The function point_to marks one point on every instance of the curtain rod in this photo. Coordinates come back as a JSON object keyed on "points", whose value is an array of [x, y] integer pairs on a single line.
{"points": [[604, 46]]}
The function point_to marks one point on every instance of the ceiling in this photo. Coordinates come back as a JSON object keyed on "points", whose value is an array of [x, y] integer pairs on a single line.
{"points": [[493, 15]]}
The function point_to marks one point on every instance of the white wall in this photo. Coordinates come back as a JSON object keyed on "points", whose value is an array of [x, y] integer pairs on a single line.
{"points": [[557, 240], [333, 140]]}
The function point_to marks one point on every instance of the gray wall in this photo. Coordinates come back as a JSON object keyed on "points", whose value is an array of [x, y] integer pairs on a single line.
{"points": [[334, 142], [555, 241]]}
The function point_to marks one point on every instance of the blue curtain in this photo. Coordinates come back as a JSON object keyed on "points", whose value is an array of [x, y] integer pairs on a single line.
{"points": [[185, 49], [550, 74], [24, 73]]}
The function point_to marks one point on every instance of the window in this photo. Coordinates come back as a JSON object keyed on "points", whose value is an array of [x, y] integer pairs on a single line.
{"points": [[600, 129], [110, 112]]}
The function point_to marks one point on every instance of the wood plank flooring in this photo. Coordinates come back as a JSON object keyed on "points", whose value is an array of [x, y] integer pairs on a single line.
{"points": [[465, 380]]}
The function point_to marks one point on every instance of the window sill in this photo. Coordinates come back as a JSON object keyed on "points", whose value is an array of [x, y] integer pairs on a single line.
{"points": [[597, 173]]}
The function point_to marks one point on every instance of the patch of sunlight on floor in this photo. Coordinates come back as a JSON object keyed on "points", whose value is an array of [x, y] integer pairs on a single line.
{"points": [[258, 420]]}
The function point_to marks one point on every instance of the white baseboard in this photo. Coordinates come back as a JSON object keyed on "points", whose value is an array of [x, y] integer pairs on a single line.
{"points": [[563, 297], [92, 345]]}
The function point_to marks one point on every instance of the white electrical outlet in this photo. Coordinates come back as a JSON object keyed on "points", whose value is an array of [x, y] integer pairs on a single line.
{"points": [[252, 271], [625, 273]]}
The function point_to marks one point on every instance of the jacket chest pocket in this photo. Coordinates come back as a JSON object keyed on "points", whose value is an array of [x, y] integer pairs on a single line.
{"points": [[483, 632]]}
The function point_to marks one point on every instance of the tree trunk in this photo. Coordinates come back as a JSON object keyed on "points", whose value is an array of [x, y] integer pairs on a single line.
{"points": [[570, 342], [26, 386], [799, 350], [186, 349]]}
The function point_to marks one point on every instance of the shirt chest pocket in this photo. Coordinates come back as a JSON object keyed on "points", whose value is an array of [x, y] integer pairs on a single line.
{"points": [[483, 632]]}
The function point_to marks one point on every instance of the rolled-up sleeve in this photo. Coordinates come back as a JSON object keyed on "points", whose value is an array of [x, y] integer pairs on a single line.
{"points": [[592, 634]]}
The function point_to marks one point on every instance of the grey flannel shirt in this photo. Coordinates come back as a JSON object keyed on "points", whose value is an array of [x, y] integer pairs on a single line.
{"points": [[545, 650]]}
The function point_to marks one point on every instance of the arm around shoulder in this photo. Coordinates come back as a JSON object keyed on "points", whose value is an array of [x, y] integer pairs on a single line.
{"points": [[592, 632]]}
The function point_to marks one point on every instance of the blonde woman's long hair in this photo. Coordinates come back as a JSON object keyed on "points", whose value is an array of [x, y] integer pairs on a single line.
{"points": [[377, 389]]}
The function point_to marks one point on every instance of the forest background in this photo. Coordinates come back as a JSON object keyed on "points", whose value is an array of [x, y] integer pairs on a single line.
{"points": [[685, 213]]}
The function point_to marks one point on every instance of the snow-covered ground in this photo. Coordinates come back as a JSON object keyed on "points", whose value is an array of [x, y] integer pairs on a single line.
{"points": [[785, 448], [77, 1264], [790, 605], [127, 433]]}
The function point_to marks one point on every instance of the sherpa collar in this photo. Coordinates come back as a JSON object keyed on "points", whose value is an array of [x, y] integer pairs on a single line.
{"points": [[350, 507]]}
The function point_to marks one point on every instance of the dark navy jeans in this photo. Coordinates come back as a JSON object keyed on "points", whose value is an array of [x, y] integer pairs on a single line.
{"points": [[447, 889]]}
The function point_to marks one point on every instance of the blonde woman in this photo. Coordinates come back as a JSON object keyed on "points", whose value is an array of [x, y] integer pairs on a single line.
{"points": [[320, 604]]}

§ Problem:
Every entry needs to be copied again, word for word.

§ Response:
The function point_to marks one point on every instance of the curtain rod in this photo. Coordinates come back as a JSON object keyed on "points", whose value is an array of [x, y] integer pairs on a single line.
{"points": [[604, 46]]}
The function point_to marks one point on every instance of the ceiling in this photo. Coordinates come back as a JSON object keyed on "points", whose value is an array of [x, y] integer pairs on a single line.
{"points": [[493, 15]]}
The function point_to marks one point on every instance of the white wall in this photo. Coordinates come back as a JSON object keyed on "points", whose value is an array of [x, y] integer pairs on a single line.
{"points": [[557, 240], [333, 140]]}
The function point_to marks one point on every instance of the gray wall in this photo. Coordinates come back as a JSON object keyed on "points", whose value is an array of [x, y] integer pairs on a single line.
{"points": [[334, 142], [555, 241]]}
The function point_to marks one point on every instance of the blue curtain in this photo. Coordinates come back as a JSON object keyed on "points", whose value is an array of [x, y] integer pairs on a single line.
{"points": [[185, 49], [550, 74], [24, 73]]}
The function point_to marks one point on every instance of the window in this photo. Coordinates come back as a JSON object keyed on "points", whose value is an array of [x, y] integer pairs on a single line.
{"points": [[600, 129], [110, 112]]}
The function point_to marks one point on every instance of the wood plank flooring in this photo. Coordinates come back as a JSON object keyed on "points", whose value is an array of [x, y] integer pairs on a single line.
{"points": [[465, 380]]}
The function point_to marks one point on every instance of the window sill in this photo. Coordinates come back as a JSON object keyed on "points", whose value is an array of [x, y] integer pairs on a single line.
{"points": [[597, 173]]}
The function point_to marks one point on every instance of the patch of sunlight on floor in this photo. Coordinates come back as a JSON object keyed on "points", whose value is an array of [x, y] integer pairs on a single line.
{"points": [[258, 420]]}
The function point_to marks one point on every instance of the white baseboard in this photo. Coordinates come back as a JSON object keyed on "points", whose value is an array of [x, y] integer pairs on a single line.
{"points": [[563, 297], [92, 345]]}
The function point_to marks one point on every instance of the white electrical outlet in this photo. Coordinates come back as a JSON object keyed on "points", whose value is an array of [x, y] integer pairs on a single line.
{"points": [[252, 271], [625, 273]]}
The function point_to marks one point on every instance of the jacket chest pocket in this photo. Coordinates come back as a JSON object keyed on "points", whose value is an array of [x, y] integer pairs on a single line.
{"points": [[483, 632]]}
The function point_to marks one point on every instance of the tree trunk in this photo. Coordinates come back as a JSON object keyed on "points", whose value is an array of [x, y] integer pairs on a single line.
{"points": [[570, 342], [26, 386], [799, 350], [186, 349]]}
The function point_to marks one point on every instance of the shirt chest pocket in this photo. Coordinates come back as a JSON object keyed on "points", whose value is an array of [x, y] integer pairs on a single line.
{"points": [[483, 632]]}
The function point_to marks one point on every instance of the rolled-up sleeve in this photo. Coordinates come back as a JSON object keyed on "points", whose value is an array of [x, y] integer pairs on a single line.
{"points": [[592, 634]]}
The function point_to marks one point on every instance of the grey flannel shirt in this photo. Coordinates come back as a JSON object keyed on "points", whose value is an array of [x, y] integer pairs on a single line.
{"points": [[545, 650]]}
The function point_to marks one point on every instance of the arm around shoulder in this photo. Coordinates come back as a JSON object keyed on "points", whose value is an array of [x, y] integer pairs on a single line.
{"points": [[592, 632]]}
The function point_to marks one point on every instance of the blonde woman's long hair in this photo. Coordinates come back as a JSON object keyed on "points", whose value is an array of [x, y] integer pairs on a single line.
{"points": [[377, 389]]}
The function point_to marks one point on every instance of the forest background in this photo. Coordinates come back as a JSON object keyed on "points", whose value is an array of [x, y] integer pairs on a single line.
{"points": [[685, 213]]}
The function point_to marks one point on every instance of the snow-covered ground in this photo. Coordinates come back as a JSON object keyed on "points", whose value is an array of [x, y] integer pairs on a single line.
{"points": [[785, 448], [77, 1264], [790, 605], [127, 433]]}
The function point_to marks one point on every instance of the sherpa collar in this photo. Coordinates come back as a JSON object keyed on "points", whose value is an array of [x, y] integer pairs on a single line.
{"points": [[350, 507]]}
The function point_to marks one point on every instance of the dark navy jeans in this photo. Coordinates come back as a JSON object keyed on "points", whose value is an array of [x, y] integer pairs on a single line.
{"points": [[447, 889]]}
The function point_to marks one point on every instance of the blonde woman in this photo. Coordinates come back as a JSON object keyed on "points", whose value is an array of [x, y] integer pairs on a single line.
{"points": [[320, 604]]}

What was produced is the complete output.